● EXTRACTED RECORDS
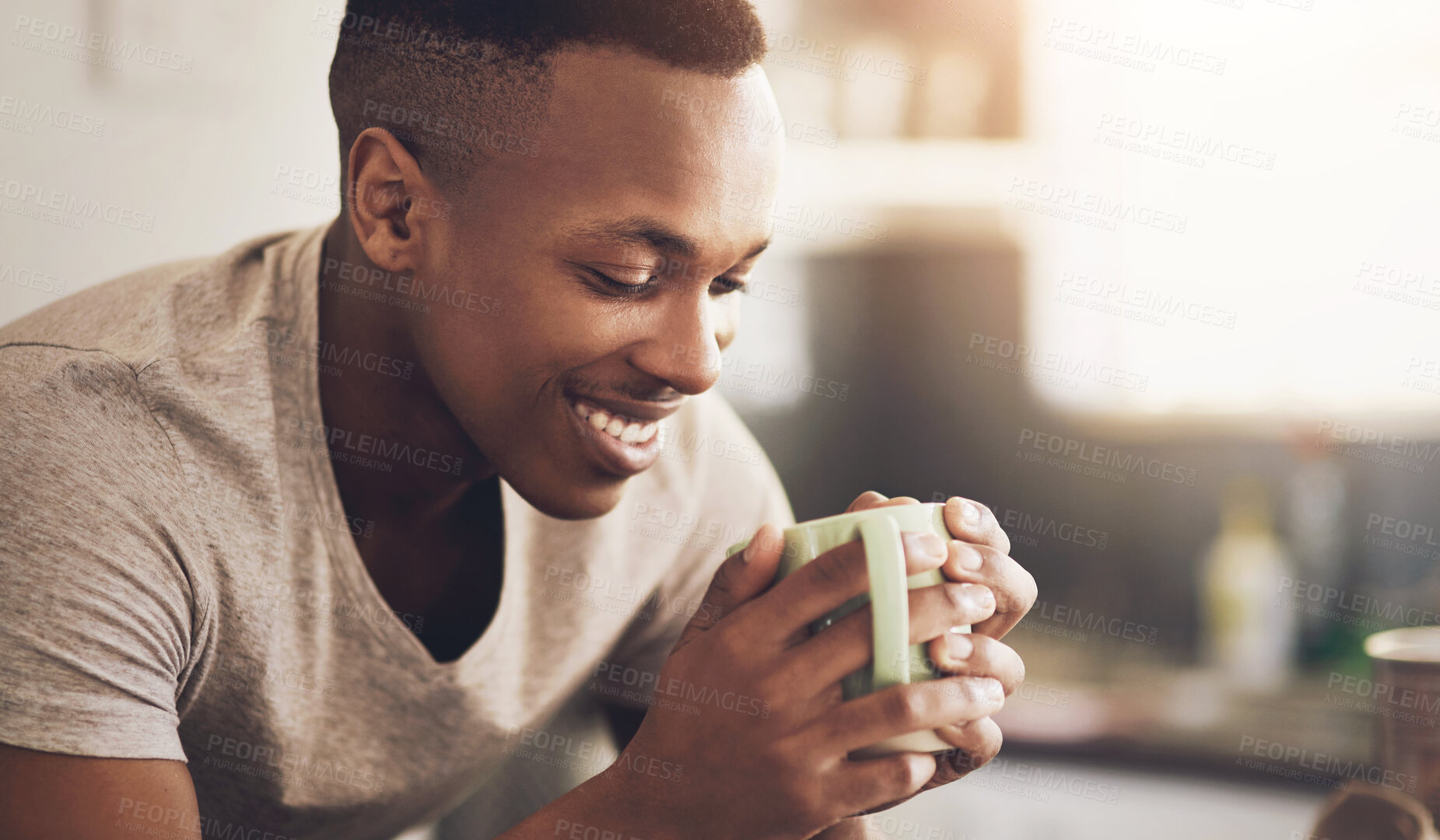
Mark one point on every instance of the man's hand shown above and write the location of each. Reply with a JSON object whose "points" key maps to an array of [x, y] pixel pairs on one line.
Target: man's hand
{"points": [[748, 735], [979, 554]]}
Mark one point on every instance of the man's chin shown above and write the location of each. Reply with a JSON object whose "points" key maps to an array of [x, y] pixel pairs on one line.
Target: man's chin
{"points": [[572, 503]]}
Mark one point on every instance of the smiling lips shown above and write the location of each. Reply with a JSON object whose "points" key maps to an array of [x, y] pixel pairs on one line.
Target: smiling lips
{"points": [[619, 427]]}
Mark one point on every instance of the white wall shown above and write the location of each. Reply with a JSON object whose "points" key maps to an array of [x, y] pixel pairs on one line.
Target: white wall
{"points": [[198, 152]]}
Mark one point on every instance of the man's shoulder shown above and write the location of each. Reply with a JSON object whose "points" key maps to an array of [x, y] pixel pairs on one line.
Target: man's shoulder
{"points": [[162, 312]]}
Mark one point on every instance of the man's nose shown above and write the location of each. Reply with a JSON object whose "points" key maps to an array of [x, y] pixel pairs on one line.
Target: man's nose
{"points": [[683, 351]]}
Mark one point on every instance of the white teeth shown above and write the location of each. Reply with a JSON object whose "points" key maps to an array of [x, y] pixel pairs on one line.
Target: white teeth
{"points": [[627, 431]]}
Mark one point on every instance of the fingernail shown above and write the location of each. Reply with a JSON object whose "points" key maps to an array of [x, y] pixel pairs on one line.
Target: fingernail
{"points": [[958, 644], [958, 649]]}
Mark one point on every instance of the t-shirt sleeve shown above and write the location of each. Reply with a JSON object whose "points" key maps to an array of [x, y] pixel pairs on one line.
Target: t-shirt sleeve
{"points": [[96, 604], [681, 594]]}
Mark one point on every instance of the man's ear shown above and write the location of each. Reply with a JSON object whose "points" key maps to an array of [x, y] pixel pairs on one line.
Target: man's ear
{"points": [[386, 195]]}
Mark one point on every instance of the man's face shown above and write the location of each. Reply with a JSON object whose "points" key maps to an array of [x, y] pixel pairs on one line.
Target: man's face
{"points": [[612, 258]]}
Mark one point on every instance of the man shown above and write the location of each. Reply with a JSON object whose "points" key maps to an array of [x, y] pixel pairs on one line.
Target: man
{"points": [[291, 535]]}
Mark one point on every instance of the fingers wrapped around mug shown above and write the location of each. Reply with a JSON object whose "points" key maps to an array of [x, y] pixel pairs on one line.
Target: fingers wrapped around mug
{"points": [[972, 654], [1014, 586]]}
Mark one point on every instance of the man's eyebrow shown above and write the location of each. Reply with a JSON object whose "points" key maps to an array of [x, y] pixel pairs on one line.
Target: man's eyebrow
{"points": [[653, 234]]}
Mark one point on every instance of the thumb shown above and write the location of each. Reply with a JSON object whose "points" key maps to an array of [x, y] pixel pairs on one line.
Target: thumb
{"points": [[742, 576]]}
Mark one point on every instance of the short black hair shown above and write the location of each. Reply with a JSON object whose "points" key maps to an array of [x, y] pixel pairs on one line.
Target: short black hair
{"points": [[457, 81]]}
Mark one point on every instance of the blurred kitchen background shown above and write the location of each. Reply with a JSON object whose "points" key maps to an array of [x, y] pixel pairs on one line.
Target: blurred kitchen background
{"points": [[1157, 282]]}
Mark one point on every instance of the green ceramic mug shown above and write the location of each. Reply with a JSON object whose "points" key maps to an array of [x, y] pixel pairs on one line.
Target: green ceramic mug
{"points": [[895, 660]]}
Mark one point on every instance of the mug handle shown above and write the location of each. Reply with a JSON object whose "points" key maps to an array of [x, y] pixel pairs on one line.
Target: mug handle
{"points": [[888, 601]]}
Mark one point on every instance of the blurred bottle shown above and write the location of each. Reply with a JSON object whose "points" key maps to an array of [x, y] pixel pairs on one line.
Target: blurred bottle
{"points": [[1247, 632], [1315, 523]]}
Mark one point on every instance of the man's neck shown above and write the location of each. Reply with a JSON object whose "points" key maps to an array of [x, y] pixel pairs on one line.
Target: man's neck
{"points": [[380, 417]]}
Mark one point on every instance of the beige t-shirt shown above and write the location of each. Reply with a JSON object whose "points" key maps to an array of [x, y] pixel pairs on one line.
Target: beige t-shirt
{"points": [[179, 578]]}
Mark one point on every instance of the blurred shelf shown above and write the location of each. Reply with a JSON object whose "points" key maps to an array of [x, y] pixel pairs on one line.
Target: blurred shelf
{"points": [[905, 173], [1184, 719]]}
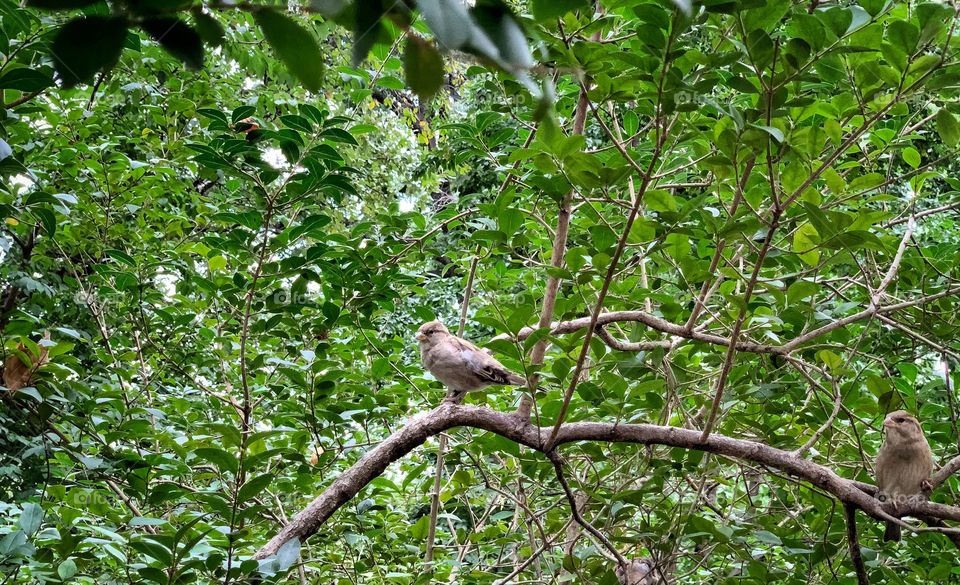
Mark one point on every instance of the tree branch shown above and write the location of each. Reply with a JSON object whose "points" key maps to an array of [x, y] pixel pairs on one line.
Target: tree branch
{"points": [[520, 430], [854, 543]]}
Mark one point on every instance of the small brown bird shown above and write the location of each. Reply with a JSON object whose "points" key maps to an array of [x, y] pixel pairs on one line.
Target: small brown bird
{"points": [[458, 364], [904, 463]]}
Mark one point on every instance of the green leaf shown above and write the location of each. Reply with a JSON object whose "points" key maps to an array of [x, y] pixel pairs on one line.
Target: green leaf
{"points": [[423, 67], [449, 21], [947, 127], [366, 29], [659, 200], [67, 569], [553, 9], [24, 79], [296, 47], [84, 46], [177, 38], [31, 518], [209, 28], [806, 240], [60, 4], [222, 459], [217, 263], [911, 156], [253, 487]]}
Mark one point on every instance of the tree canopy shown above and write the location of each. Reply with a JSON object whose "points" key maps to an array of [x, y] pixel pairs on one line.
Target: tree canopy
{"points": [[719, 239]]}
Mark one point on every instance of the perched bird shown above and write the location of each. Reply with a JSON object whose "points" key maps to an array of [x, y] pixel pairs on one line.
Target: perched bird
{"points": [[904, 463], [458, 364]]}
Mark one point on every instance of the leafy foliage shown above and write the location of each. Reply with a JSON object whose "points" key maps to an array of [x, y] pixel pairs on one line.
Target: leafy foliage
{"points": [[225, 264]]}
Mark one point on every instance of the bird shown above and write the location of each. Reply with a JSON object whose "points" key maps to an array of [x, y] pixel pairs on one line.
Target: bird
{"points": [[460, 365], [904, 463]]}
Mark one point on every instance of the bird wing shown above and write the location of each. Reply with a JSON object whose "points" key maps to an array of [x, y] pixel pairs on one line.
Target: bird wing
{"points": [[484, 366]]}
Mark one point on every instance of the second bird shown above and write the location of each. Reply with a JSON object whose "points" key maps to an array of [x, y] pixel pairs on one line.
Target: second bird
{"points": [[904, 463], [458, 364]]}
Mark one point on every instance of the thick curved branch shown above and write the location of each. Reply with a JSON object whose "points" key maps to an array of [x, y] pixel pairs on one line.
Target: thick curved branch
{"points": [[519, 430]]}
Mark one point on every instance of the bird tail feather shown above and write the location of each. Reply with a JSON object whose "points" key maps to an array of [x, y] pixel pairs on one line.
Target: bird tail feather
{"points": [[892, 532]]}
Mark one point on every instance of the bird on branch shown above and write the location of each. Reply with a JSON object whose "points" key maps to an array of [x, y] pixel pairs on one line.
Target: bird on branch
{"points": [[460, 365], [904, 464]]}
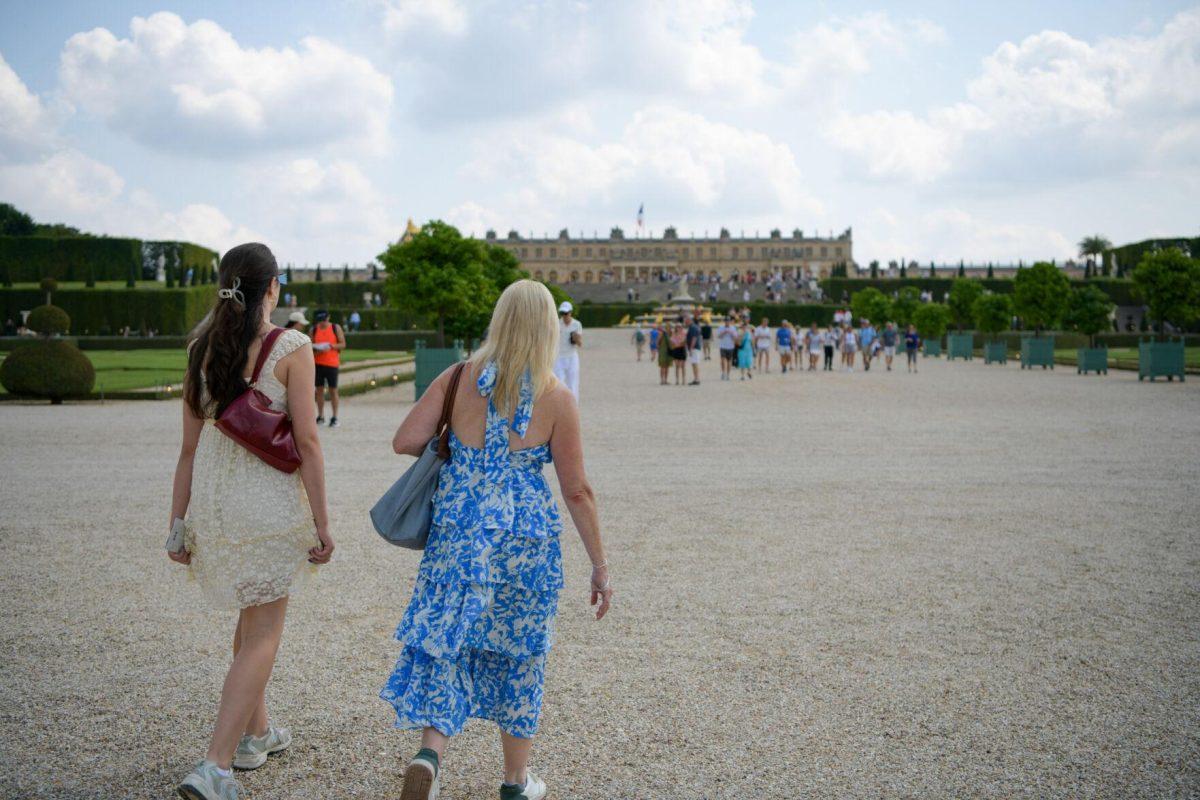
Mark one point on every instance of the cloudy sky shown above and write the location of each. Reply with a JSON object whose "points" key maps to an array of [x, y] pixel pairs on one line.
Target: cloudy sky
{"points": [[321, 126]]}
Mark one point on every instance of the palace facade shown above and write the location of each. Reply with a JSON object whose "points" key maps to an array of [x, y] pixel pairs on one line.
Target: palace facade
{"points": [[618, 259]]}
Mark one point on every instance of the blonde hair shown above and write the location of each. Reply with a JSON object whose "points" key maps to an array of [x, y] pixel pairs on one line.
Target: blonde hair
{"points": [[522, 335]]}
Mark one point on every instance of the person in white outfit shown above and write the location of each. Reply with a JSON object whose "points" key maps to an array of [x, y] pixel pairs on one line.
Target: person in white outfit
{"points": [[570, 340]]}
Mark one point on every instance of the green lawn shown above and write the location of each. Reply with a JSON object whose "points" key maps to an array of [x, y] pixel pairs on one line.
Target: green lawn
{"points": [[118, 371]]}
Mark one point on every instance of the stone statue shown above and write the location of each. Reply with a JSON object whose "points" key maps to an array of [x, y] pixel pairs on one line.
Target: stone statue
{"points": [[683, 289]]}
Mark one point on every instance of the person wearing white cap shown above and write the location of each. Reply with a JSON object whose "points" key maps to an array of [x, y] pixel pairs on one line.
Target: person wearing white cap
{"points": [[297, 320], [570, 340]]}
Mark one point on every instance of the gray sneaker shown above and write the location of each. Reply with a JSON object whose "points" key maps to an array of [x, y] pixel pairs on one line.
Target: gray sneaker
{"points": [[533, 789], [207, 783], [252, 751]]}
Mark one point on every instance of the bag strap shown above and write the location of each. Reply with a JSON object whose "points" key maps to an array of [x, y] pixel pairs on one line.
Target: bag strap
{"points": [[448, 411], [263, 352]]}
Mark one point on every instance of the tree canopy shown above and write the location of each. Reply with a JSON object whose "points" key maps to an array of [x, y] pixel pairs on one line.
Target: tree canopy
{"points": [[1169, 282], [1039, 295], [931, 319], [871, 304], [961, 302], [441, 274], [1087, 311], [993, 312]]}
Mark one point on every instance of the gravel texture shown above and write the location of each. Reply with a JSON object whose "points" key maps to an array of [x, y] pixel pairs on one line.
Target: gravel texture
{"points": [[972, 582]]}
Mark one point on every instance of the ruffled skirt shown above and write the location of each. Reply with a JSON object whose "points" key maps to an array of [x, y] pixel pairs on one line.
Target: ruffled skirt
{"points": [[477, 632]]}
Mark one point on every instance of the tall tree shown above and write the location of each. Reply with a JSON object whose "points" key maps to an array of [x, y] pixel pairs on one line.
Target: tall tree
{"points": [[1039, 295], [1169, 282], [1087, 312], [961, 302], [439, 274], [1092, 247]]}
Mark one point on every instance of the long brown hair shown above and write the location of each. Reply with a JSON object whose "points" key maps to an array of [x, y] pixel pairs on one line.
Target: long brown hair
{"points": [[221, 343]]}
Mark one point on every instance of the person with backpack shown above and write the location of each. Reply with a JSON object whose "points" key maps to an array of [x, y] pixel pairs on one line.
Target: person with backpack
{"points": [[328, 342]]}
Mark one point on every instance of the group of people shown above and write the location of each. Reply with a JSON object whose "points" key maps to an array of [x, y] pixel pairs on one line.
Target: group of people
{"points": [[479, 625], [747, 348]]}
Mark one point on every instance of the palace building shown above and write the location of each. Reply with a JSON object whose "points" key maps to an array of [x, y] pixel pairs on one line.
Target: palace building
{"points": [[618, 259]]}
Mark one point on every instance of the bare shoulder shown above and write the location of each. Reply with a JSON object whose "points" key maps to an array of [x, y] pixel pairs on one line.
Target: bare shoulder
{"points": [[557, 400]]}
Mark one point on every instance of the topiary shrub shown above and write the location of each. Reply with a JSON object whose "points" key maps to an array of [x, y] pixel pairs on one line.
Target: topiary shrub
{"points": [[48, 320], [49, 368]]}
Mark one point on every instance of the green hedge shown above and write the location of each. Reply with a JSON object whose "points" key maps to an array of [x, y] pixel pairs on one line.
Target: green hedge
{"points": [[391, 340], [107, 311], [1127, 257], [28, 259], [378, 319], [330, 294], [1120, 290]]}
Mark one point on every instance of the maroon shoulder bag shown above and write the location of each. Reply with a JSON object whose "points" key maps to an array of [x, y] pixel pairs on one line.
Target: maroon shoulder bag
{"points": [[252, 422]]}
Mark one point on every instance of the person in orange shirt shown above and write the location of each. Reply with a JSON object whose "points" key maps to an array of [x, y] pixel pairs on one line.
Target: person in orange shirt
{"points": [[328, 342]]}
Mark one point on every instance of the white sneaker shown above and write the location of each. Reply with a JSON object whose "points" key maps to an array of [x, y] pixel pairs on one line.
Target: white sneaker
{"points": [[420, 780], [207, 783], [252, 751], [533, 789]]}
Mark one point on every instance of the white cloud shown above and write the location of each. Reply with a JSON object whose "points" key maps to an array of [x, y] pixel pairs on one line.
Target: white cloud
{"points": [[947, 235], [1048, 106], [25, 126], [71, 187], [509, 61], [689, 164], [312, 208], [192, 88]]}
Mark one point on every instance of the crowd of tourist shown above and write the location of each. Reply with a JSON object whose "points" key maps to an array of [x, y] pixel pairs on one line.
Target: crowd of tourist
{"points": [[749, 349]]}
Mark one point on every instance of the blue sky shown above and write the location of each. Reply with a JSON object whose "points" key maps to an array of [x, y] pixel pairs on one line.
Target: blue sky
{"points": [[321, 127]]}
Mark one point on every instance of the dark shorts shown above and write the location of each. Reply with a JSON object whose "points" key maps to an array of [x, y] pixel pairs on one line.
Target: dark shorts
{"points": [[327, 377]]}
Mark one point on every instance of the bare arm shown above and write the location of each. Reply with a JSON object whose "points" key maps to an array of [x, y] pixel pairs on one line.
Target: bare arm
{"points": [[299, 376], [420, 425], [181, 489], [567, 450]]}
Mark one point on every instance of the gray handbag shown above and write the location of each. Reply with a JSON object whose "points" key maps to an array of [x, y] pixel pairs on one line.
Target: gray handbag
{"points": [[403, 515]]}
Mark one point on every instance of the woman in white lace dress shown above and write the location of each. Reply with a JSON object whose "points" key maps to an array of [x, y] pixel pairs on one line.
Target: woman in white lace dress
{"points": [[252, 533]]}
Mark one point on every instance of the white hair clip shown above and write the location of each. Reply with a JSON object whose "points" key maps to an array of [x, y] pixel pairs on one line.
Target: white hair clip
{"points": [[234, 293]]}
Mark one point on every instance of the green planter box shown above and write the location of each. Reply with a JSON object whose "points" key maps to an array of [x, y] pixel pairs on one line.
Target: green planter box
{"points": [[960, 346], [1157, 359], [432, 362], [1037, 352], [1092, 360]]}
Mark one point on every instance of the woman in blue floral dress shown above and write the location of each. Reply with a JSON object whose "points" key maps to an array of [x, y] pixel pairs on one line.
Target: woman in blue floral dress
{"points": [[480, 621]]}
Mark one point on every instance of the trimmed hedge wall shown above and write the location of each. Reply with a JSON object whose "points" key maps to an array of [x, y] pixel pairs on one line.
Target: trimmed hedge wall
{"points": [[334, 294], [107, 311], [391, 340], [1121, 290], [28, 259]]}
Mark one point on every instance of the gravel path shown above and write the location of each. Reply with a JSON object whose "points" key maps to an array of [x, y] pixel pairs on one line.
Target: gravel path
{"points": [[972, 582]]}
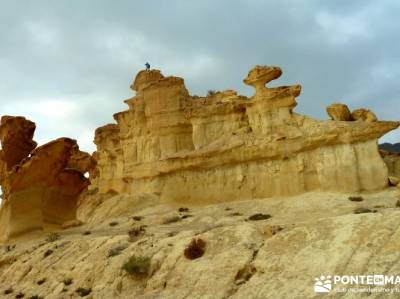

● YOUR INSTRUCTIONS
Locate every line in the rows above that contains the word "person", and copy each such line in full. Case counts.

● WRITTEN RESPONSE
Mark one point on every instance of the person in white outfit shown above and write the location of each. Reply with a JSON object whose "points" key maps to an array of [x, y] pixel pairs on one line.
Target: person in white outfit
Mark one point on every instance of the person wearing white cap shown above and write the location of each. Reply with a JSON object whose "points" key maps to an array of [x, y] pixel pairs on one line.
Target: person wearing white cap
Mark one point on every instance of the person with backpack shown above and write the location of each. Reply with a JSON object whose "points" key maps to an array of [x, y] pixel pairs on one line.
Target: person with backpack
Mark one point on every instance of the person in orange shirt shown above and write the location of each. Reply with a JSON object whose "points" key maps to an array of [x, y] pixel pairs on one line.
Target: person in orange shirt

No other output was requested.